_Task requirements_.
Answer these questions using the text on real-name policies:
(a) What name do married women professionals often keep in their professional work?
(b) On Wikipedia, how much longer does it take accounts originating from TOR to get full editing privileges?
(c) What new legal innovation does the writer say is needed?

_Text provided_.
--------------------

There are several issues that I have with this statement that go beyond the point being made in this post. Believe it or not, not all people use the "same identified" name in all aspects of their lives. Women professionals who are married quite often keep their maiden name in their professional work and in social situations go by their married names. They actually manage their contexts by having different names. Say they are the local pediatrician and they don't wan all their patients to know about their practice of some perfectly harmless, but not locally socially acceptable, religious belief system, but they would like the privilege of expressing, sharing links and information about that religion with other members of their religious community and not having it affect their medial practice.
People with personas - particularly long standing ones, over significant portions of a life time, are someone real. They just don't link all of their life contexts together. Whether it is participating in the Society for Creative Anachronism, being a hard core board gamer, playing WOW or other video games, being in a sexual minority community, the list can go on and on......see the Geek Feminism list of who is harmed by real names for a relatively complete list. These real people should have the freedom to express themselves online in services like Google+. Yes, impersonators (someone pretending to be Lady Gaga or whatever) and trollers, (people just being nasty mean) shouldn't be tolerated - that comes from social moderation. Vesting of identities (in wikipedia it takes TOR originated accounts 10X as long to get full editing privileges) and reputation for persistant identities (are they good actors in the system should be the question not "is this their legal name?").
I believe that a persona should be accountable for their behavior. We need new legal innovations that support a Limited Liability Persona - if the persona defrauds someone or is cultivating hate speech or some other egregious law breaking activity then it can be "unmasked". But it doesn't mean we create an internet where the only people who are free to talk are those who use their "real names".
I wrote this post on the need for Accountability Frameworks for the web. The current trajectory from industry, encouraged by government (via NSTIC), is that only "identities that are verified to be linked to real legal names" should be trusted. They are not currently including marginalized groups and those who suffer from hardline real-names-only policies (real people from these groups, transgendered people, black people, old people, women in technology etc) in any of the development of the legal/technical/policy framework development around NSTIC.
But back to my point for now. I am being my professional self to which this name and handle are linked. That is me being me.

--------------------

_Data excerpts_.
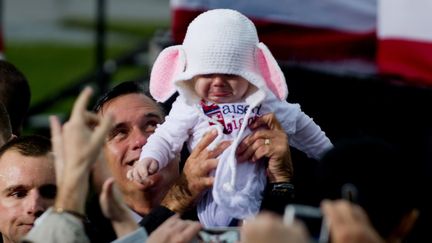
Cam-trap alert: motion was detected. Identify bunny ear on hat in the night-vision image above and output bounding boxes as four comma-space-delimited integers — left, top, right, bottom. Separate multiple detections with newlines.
150, 45, 186, 102
257, 42, 288, 100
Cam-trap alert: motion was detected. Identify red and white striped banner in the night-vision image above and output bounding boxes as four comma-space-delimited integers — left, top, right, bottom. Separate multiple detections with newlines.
170, 0, 377, 72
377, 0, 432, 85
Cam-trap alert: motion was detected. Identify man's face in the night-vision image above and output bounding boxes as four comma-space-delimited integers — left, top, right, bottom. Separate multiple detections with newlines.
100, 94, 179, 215
0, 149, 56, 242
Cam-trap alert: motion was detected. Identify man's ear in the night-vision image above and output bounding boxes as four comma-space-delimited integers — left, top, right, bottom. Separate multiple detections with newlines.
387, 208, 420, 243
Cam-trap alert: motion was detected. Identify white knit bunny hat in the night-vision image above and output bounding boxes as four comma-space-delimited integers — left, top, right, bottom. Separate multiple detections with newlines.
150, 9, 288, 104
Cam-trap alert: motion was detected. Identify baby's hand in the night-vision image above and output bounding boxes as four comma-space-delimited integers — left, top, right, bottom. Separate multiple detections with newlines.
126, 158, 159, 183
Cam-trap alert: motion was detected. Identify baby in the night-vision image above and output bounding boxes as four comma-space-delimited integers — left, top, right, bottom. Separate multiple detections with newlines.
128, 9, 332, 227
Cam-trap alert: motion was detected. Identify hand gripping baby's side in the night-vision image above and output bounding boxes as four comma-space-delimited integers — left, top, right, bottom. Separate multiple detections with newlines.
126, 158, 159, 183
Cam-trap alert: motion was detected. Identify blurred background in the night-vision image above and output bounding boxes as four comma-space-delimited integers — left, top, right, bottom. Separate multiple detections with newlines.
0, 0, 170, 133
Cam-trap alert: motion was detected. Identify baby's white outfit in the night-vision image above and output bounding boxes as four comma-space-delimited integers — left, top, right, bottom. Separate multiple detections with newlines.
140, 9, 332, 227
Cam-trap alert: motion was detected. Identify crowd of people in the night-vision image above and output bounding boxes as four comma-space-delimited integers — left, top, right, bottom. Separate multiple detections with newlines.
0, 7, 422, 243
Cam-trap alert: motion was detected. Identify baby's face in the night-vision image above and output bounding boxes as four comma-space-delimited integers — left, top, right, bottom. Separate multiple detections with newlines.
193, 74, 250, 104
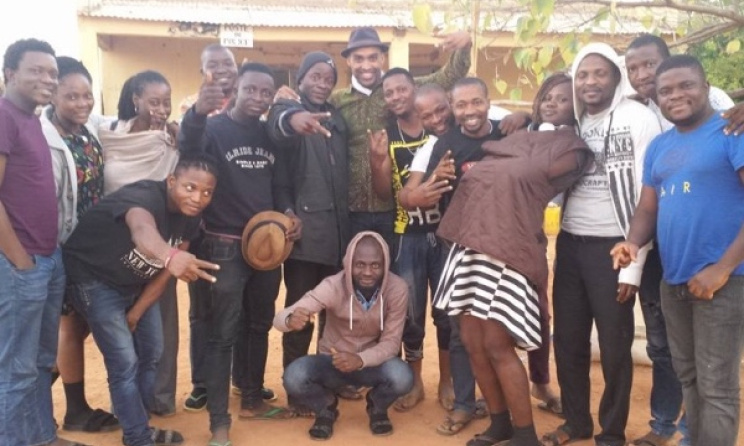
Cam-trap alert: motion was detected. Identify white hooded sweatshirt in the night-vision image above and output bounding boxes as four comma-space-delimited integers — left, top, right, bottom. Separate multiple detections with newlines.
561, 43, 661, 286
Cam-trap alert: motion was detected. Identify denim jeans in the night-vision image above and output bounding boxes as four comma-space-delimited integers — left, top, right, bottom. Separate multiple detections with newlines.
638, 249, 687, 437
349, 211, 395, 259
393, 232, 450, 362
0, 249, 65, 446
283, 355, 413, 414
187, 264, 258, 391
449, 316, 475, 414
661, 276, 744, 446
70, 281, 163, 446
199, 235, 281, 431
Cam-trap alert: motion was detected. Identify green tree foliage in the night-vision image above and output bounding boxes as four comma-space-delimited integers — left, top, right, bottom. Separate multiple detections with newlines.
412, 0, 744, 100
687, 31, 744, 95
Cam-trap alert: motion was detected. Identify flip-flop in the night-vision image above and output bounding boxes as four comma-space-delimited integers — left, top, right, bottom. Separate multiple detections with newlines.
238, 406, 297, 421
465, 433, 511, 446
437, 411, 473, 436
626, 431, 672, 446
537, 398, 565, 418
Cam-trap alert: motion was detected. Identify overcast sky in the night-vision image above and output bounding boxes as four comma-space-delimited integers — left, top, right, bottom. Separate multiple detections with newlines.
0, 0, 80, 58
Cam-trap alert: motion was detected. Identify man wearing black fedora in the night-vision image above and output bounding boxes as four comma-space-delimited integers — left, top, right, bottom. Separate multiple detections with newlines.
330, 27, 472, 258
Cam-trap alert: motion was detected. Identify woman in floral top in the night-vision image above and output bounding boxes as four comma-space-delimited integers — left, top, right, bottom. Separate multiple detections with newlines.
40, 57, 119, 432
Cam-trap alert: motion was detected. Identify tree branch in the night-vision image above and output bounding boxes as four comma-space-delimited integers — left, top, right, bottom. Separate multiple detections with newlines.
669, 22, 741, 48
556, 0, 744, 26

--------------------

_Output for this task_.
(a) Their maiden name.
(b) Ten times as long.
(c) A Limited Liability Persona.